*Provided text*.
# The greatest composer by musical category



## Fugue Meister (Jul 5, 2014)

This sort of thread may have come up but here it is again for my pleasure… According to genre, who is the undisputed master… in other words dividing up music into as many (or as few) categories as you can and name one composer the master of said category… Why don't I kick it off, so you see what I mean.



Opera - Wagner
Sacred Music (or music for religious services)- Bach
Symphony - Mahler
Keyboard Concertos - Mozart
Violin Concerto - Brahms
Cello Concerto- Dvorak
Keyboard Sonatas - Beethoven
Violin Sonatas- Bach
Cello Sonatas- Beethoven
Wind (woods or brass) Sonatas- Hindemith
String Trios- Dittersdorf
Keyboard Trios- Haydn
String Quartets- Haydn
Keyboard Quartets- Brahms
String Quintets-Boccherini
Piano Quintet- Shostakovich
Solo Keyboard (Non- Sonata)- Chopin
Lieder- Schubert

that's about as detailed as I'll get right now but feel free to throw in more categories I may have missed or if you have all day to kill, break down some I listed into sub categories e.g.

(Stored data)
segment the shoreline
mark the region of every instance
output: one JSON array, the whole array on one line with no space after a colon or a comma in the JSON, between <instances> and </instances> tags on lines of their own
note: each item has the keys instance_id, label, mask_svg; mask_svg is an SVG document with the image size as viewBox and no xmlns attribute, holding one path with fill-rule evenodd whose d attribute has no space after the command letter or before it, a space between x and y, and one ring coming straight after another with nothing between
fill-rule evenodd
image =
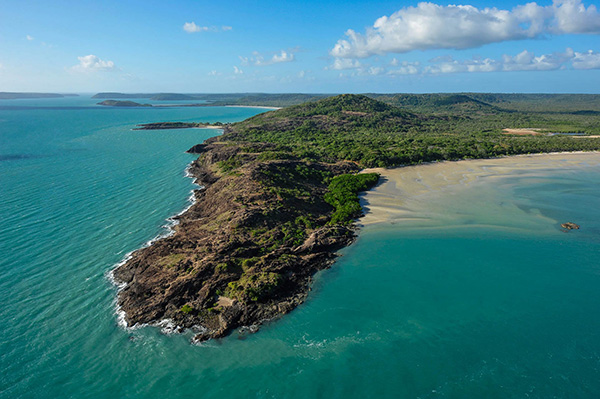
<instances>
[{"instance_id":1,"label":"shoreline","mask_svg":"<svg viewBox=\"0 0 600 399\"><path fill-rule=\"evenodd\" d=\"M264 191L257 173L263 167L295 170L302 161L248 162L242 173L223 173L220 160L240 148L217 137L202 144L197 152L202 156L187 169L201 187L193 191L194 203L176 217L179 223L166 236L126 255L110 273L118 287L116 318L126 330L149 325L164 333L191 331L192 343L221 338L241 327L258 330L303 303L312 276L330 267L338 250L355 239L354 226L323 224L319 213L309 223L320 220L323 225L311 228L301 241L274 241L295 240L285 238L284 229L297 215L294 207L275 207L282 199ZM348 162L316 167L334 175L359 171ZM310 214L327 209L322 199L327 188L313 186L313 179L318 177L296 181L311 191L311 198L320 199L305 201ZM265 218L265 209L273 216ZM256 230L262 221L270 227ZM257 246L257 240L277 245Z\"/></svg>"},{"instance_id":2,"label":"shoreline","mask_svg":"<svg viewBox=\"0 0 600 399\"><path fill-rule=\"evenodd\" d=\"M215 107L218 107L218 105L215 105ZM258 109L272 109L272 110L277 110L277 109L282 109L283 107L269 107L267 105L223 105L223 107L229 107L229 108L258 108Z\"/></svg>"},{"instance_id":3,"label":"shoreline","mask_svg":"<svg viewBox=\"0 0 600 399\"><path fill-rule=\"evenodd\" d=\"M524 218L519 223L499 220L494 217L494 195L483 184L493 181L499 185L511 177L543 178L548 170L570 171L576 167L600 165L600 152L554 152L513 155L488 159L469 159L424 163L397 168L370 168L361 173L380 174L380 183L361 195L361 206L365 215L358 220L361 227L374 225L402 224L406 228L426 228L439 223L458 227L468 223L469 217L482 217L488 225L510 228L530 228L544 219L543 215L522 215L518 209L511 210L515 218ZM571 168L571 169L569 169ZM507 190L512 185L507 185ZM474 188L477 190L474 190ZM486 214L474 215L470 204L460 204L454 196L463 195L465 190L471 201L487 200L483 206ZM495 192L498 194L498 191ZM487 195L487 197L486 197ZM443 198L442 198L443 197ZM503 206L509 206L503 204ZM512 206L512 204L510 204ZM503 210L505 211L505 209ZM548 218L544 219L549 222ZM564 222L564 221L563 221Z\"/></svg>"},{"instance_id":4,"label":"shoreline","mask_svg":"<svg viewBox=\"0 0 600 399\"><path fill-rule=\"evenodd\" d=\"M200 129L200 128L198 128L198 129ZM216 127L215 127L215 129L216 129ZM162 228L165 229L165 233L157 234L154 238L151 238L150 240L146 241L144 243L144 245L142 245L139 248L136 248L132 251L127 252L125 254L125 256L123 256L123 259L121 259L119 262L114 264L113 267L111 269L109 269L108 272L106 272L106 278L116 288L116 291L117 291L115 298L114 298L114 302L113 302L113 306L115 309L115 316L117 318L117 325L126 331L137 330L137 329L145 327L145 326L154 326L154 327L158 327L163 334L173 334L173 333L183 332L183 331L177 329L176 326L173 325L171 319L163 319L163 320L156 321L155 323L142 323L142 324L135 324L132 326L128 325L127 320L126 320L127 313L121 308L121 306L119 305L119 301L118 301L119 293L121 291L123 291L125 288L127 288L128 284L123 281L119 281L119 279L115 276L115 272L117 271L117 269L119 269L120 267L127 264L127 262L129 262L133 258L133 255L136 252L143 250L144 248L149 248L155 242L162 240L164 238L171 237L172 235L174 235L176 233L175 228L180 223L179 218L182 215L184 215L186 212L188 212L196 204L196 202L198 202L198 199L196 198L195 193L197 190L201 190L203 188L202 185L200 185L196 182L196 176L194 176L193 173L191 172L194 162L195 162L195 160L188 163L184 170L184 177L191 179L192 185L193 185L193 188L190 190L190 195L188 196L188 199L187 199L188 205L185 208L183 208L183 210L181 210L180 212L178 212L172 216L169 216L165 219L166 223L161 226Z\"/></svg>"}]
</instances>

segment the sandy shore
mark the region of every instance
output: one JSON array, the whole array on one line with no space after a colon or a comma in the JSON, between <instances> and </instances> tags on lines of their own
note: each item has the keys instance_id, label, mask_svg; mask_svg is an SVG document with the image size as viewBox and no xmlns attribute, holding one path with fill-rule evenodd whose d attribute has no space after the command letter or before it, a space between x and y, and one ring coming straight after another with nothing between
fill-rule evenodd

*Exercise requirements*.
A – Please render this sentence from the composer forum post into Spanish: "Why don't I kick it off, so you see what I mean."
B – Write the next part of the forum post on the greatest composer by musical category, picking up after its final line.

*Answers to the problems*.
A – ¿Por qué no empiezo yo, para que veas a qué me refiero?

B –
the solo keyboard (non-sonatas) into preludes, fantasies, suites, waltz, ect…
looking forward to reviewing your lists… :tiphat:

Fugue Meister out.


----------



## Becca (Feb 5, 2015)

"Undisputed" "the master"? There is NO such thing


----------



## GreenMamba (Oct 14, 2012)

It just means your favorite.

You left out ballet music (Stravinsky for me), tone poems, and several other genres.


----------



## Albert7 (Nov 16, 2014)

Hmm... not sure whether this type of classification would work for me. Every composer could specialize in various forms (e.g. Haydn in symphony and string quartet) so such as a classification may not be applicable in that type of dichotomy accordingly.


----------



## 20centrfuge (Apr 13, 2007)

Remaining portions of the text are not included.